What the exercise asks
In the court opinion excerpt, what property did the trial court say ought to go to Austin?

Text provided
With respect to claimed error in denying a motion for new trial because of newly discovered evidence, we think it is without merit under the authorities anent diligence in procurement.

The only remaining appellate point is with respect to whether the trial court was justified in concluding that there was sufficient evidence of a clear and convincing nature to show undue influence by Austin over his mother's action in executing the deeds. Putting ouselves in the shoes of the trial court chancellery, as we must, in a case like this, and giving considerable consideration to the trial court's "view of the scene," excluding unimportant matters, we cannot say he was in error.

There is one phase of this case that in logic and circumspect we find ourselves possible victims of impalation on the horns of a dilemma: The trial court said at the end of the case that he thought "truth hasn't been rampant around here, I have to pick what I think is the truth," that "I would think the property in pink ought to go to Austin," and that "I think the testimony of a man who teaches school, who's been a bishop in his church, should be given a little more weight than the other witnesses." Counsel for appellant has tossed these remarks at us to have us conclude that the court did a handspring in arriving at his ultimate decision, and that there can be no retreat thereform, and that his gratuity from the bench is the appealable decision. There is merit to the handspring observation, but this is not decisive of the matter.2 Consistency may be a jewel but studious reflection may be a cutting tool with which one might change or polish an off-the-cuff facet. We think that the inconsistency of the trial court's gratuitous oral remarks justifiably might be tempered by the pearls of wisdom cultured by respondent's counsel to the effect that the court probably "took a different look at the character of the witness." I am aware of the possibility that counsel for appellant might suggest that such pearls lacked lustre.

Supplied material
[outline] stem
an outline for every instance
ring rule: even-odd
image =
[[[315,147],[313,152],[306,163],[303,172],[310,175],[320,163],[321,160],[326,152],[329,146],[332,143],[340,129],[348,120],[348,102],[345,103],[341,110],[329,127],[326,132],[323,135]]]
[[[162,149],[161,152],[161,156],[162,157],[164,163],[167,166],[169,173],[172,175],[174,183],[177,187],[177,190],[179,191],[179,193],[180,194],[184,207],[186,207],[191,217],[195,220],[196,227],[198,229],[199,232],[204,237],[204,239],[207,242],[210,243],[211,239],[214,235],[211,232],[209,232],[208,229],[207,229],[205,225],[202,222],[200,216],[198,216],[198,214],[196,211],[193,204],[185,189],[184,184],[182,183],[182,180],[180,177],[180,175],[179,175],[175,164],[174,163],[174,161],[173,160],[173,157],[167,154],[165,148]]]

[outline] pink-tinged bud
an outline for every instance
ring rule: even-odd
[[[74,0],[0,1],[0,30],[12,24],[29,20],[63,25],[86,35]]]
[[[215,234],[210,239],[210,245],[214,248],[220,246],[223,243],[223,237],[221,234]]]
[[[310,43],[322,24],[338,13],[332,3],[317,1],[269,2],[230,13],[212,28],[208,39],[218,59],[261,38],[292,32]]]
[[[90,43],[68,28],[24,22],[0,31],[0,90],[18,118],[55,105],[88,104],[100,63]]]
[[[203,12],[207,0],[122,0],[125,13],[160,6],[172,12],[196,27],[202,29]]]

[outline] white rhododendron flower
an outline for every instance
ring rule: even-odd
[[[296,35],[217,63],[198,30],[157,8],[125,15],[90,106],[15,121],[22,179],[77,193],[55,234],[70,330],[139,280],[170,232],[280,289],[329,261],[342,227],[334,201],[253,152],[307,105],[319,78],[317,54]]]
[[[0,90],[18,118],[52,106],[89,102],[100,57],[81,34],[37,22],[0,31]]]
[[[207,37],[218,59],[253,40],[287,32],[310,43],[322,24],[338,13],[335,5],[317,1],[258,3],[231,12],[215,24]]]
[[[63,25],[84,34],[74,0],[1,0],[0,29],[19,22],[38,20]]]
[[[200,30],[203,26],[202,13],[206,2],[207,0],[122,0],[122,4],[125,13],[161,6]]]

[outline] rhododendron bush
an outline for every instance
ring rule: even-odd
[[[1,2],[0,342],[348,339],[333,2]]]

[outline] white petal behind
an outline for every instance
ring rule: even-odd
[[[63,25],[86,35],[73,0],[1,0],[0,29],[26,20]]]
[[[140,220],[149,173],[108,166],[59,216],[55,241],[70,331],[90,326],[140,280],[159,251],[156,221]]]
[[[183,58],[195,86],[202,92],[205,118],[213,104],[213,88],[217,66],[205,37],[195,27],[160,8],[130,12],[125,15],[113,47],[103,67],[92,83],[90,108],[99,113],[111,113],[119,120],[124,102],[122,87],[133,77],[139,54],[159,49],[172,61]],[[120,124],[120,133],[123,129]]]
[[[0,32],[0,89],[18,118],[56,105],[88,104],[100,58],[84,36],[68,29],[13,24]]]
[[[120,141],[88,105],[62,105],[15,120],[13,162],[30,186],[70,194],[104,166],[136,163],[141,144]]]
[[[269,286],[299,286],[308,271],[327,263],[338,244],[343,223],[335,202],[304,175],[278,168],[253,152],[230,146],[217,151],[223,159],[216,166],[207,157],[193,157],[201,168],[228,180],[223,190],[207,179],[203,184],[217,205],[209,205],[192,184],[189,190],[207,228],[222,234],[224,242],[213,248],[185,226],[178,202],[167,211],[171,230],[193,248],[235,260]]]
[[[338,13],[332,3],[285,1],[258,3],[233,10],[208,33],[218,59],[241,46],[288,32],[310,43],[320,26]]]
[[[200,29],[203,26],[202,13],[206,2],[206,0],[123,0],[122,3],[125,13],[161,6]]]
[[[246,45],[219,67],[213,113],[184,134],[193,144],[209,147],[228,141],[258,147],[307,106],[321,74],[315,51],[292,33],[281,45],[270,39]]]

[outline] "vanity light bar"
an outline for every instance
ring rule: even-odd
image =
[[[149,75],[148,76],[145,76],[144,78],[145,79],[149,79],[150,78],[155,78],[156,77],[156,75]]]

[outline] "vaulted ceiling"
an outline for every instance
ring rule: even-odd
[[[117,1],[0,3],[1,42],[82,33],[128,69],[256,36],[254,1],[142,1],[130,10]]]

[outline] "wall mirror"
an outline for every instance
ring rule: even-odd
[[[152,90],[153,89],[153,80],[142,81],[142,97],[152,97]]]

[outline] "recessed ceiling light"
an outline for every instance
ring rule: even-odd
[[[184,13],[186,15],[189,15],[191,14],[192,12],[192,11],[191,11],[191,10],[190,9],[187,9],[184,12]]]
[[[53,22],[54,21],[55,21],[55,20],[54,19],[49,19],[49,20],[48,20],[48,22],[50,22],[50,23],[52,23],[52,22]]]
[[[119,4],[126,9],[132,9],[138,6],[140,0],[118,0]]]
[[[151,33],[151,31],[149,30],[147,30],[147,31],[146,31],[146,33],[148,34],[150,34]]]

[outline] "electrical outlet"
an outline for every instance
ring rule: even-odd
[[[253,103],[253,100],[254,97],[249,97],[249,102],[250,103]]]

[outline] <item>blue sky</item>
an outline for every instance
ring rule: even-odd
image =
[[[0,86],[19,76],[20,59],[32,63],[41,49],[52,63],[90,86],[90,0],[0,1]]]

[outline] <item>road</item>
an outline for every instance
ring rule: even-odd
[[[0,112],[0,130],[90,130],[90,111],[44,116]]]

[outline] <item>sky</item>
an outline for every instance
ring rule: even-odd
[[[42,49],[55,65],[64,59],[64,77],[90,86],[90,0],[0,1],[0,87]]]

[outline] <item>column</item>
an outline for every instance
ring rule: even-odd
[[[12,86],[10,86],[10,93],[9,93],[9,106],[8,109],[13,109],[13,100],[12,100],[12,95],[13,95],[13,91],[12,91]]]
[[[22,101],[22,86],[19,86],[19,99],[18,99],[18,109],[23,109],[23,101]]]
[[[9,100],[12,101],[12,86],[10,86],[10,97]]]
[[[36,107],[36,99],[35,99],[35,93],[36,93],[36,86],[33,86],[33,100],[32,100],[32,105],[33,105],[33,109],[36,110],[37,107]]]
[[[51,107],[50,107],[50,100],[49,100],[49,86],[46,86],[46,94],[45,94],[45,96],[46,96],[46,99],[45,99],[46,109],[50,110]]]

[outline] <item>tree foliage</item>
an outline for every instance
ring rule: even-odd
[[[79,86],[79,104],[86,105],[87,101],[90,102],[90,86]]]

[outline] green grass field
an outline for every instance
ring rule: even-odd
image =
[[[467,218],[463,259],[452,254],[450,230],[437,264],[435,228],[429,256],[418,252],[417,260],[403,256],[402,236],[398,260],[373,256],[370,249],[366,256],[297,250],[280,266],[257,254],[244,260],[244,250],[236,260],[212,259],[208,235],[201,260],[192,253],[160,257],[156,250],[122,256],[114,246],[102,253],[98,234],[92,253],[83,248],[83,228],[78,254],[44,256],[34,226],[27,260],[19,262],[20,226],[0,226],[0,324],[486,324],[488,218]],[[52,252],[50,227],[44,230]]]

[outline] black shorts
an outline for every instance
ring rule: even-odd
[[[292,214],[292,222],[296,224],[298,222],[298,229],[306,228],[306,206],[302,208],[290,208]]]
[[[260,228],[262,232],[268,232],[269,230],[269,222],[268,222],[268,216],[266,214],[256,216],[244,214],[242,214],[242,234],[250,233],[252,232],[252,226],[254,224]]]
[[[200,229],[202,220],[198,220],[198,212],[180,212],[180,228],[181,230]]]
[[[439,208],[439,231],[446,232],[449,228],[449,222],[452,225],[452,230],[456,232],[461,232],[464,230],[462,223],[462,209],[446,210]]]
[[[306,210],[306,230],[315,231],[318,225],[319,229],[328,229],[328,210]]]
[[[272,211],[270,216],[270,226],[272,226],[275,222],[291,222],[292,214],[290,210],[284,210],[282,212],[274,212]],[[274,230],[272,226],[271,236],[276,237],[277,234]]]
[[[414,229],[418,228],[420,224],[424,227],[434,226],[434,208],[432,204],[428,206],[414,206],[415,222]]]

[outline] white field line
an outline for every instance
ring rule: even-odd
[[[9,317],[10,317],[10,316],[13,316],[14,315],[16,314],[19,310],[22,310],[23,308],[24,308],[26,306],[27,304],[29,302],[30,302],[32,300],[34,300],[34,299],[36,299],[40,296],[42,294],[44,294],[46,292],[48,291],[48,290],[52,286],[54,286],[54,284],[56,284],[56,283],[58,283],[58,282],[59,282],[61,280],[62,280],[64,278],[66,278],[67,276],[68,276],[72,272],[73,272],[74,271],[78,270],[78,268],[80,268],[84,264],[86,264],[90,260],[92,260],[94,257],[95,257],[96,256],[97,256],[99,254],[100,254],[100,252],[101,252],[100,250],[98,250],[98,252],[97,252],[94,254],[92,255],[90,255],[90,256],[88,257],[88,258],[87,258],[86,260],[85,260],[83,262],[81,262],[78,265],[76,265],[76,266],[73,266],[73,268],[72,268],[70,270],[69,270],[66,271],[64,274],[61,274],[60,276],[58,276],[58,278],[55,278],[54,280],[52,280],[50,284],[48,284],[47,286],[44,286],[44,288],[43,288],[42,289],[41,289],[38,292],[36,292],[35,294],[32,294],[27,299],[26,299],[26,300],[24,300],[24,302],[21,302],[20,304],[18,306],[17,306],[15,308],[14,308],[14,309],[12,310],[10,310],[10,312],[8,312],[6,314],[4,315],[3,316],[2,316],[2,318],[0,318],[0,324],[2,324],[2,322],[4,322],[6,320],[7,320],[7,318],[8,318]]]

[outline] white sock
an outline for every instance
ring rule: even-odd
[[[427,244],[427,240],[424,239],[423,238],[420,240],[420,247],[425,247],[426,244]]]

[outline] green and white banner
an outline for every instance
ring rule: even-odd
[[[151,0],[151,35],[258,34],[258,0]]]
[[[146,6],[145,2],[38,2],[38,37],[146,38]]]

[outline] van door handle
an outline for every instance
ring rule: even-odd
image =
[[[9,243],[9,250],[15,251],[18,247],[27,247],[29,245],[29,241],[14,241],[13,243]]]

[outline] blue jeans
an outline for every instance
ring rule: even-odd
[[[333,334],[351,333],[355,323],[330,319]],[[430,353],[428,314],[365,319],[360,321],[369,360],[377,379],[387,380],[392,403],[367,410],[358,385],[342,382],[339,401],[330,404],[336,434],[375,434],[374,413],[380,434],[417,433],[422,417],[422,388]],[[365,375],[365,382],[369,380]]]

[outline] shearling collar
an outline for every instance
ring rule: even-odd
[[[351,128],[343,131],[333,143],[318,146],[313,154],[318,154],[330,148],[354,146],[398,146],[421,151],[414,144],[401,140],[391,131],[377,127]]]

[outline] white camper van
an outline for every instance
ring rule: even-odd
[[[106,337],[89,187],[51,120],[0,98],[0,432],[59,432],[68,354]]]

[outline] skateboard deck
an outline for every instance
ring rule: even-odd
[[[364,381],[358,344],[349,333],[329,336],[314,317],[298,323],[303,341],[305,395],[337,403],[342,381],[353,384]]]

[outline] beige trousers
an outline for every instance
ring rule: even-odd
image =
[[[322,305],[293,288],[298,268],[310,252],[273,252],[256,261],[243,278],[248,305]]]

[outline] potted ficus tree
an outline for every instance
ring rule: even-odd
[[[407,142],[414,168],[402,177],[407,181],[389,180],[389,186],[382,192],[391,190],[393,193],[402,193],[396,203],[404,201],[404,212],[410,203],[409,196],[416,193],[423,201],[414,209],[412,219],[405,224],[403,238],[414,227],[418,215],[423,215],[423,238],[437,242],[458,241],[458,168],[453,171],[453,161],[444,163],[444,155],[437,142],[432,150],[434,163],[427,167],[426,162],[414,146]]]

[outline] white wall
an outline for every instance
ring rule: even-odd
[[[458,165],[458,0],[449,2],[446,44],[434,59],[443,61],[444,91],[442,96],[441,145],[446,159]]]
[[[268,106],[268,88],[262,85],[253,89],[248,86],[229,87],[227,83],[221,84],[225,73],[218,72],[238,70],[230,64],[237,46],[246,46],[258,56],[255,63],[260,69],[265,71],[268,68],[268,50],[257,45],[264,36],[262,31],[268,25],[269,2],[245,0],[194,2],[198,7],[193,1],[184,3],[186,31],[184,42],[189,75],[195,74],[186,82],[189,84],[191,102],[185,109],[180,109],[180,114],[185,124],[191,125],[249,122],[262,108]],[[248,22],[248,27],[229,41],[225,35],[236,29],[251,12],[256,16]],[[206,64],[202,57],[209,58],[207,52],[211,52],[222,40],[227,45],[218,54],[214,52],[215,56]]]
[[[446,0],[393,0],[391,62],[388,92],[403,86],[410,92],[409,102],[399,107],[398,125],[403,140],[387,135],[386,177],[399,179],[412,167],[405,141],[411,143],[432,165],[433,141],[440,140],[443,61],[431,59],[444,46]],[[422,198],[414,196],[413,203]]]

Answer for the task
The property in pink.